» The problem:
Report each line below that contains the string "grass", copying every such line in full. The match is case-sensitive.

** begin Data supplied **

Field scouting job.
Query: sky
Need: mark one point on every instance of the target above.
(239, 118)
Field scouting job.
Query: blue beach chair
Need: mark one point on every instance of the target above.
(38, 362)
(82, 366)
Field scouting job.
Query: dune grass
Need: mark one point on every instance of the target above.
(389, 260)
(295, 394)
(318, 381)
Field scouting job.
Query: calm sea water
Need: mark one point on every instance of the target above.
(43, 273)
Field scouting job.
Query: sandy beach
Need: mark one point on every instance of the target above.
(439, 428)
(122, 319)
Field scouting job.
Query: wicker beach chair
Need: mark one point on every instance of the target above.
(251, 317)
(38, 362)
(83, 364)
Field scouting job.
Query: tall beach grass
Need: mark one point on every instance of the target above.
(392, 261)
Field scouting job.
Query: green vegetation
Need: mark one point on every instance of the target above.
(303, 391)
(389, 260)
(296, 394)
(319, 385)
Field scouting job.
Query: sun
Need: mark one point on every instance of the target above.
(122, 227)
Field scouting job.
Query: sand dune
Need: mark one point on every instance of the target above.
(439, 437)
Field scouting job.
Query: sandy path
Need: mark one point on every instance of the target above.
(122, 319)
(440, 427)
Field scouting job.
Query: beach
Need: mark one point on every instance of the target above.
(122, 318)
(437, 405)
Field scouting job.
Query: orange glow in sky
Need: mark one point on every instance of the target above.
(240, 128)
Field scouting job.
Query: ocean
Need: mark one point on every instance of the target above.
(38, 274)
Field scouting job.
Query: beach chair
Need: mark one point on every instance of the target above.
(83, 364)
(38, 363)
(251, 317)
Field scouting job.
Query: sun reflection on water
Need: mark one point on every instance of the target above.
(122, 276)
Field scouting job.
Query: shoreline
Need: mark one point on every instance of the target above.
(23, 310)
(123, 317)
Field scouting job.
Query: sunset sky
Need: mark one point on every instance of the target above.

** end Data supplied **

» Finished exercise:
Query: dune grass
Query: tall beach grass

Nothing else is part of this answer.